### Data for analysis
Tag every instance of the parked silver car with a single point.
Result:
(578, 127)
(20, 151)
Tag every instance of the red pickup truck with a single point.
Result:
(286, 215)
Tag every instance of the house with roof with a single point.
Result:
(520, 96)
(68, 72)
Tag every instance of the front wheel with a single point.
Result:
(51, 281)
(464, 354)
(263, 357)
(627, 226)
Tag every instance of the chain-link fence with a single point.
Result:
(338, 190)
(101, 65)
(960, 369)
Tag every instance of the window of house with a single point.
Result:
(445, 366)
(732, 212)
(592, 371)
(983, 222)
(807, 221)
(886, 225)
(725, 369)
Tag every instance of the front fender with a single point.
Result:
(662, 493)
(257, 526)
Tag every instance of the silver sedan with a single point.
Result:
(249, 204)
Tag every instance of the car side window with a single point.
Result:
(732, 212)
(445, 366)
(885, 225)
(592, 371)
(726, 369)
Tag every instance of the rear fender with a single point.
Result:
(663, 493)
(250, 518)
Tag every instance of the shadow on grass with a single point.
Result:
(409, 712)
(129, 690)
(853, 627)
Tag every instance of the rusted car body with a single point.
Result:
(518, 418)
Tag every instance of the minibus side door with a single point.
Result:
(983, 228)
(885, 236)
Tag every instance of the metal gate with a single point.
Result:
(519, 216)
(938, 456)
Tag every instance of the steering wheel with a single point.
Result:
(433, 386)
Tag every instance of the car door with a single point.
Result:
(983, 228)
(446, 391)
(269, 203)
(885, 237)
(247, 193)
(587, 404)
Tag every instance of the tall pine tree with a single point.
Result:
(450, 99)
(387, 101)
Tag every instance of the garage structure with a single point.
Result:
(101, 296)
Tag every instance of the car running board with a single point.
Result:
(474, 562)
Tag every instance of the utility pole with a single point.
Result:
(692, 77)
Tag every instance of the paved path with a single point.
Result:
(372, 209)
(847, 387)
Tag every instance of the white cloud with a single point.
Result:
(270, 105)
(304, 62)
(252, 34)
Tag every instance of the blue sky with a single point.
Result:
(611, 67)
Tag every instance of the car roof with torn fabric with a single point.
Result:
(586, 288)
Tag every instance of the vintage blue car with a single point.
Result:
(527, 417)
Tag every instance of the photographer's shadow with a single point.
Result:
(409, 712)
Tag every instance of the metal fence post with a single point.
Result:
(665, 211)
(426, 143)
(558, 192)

### What to do
Which lines of the records above contain the word "silver"? Report each one in full.

### Output of the task
Tag every instance of the parked silver car with a single point.
Tag every instance of the silver sedan with a single point.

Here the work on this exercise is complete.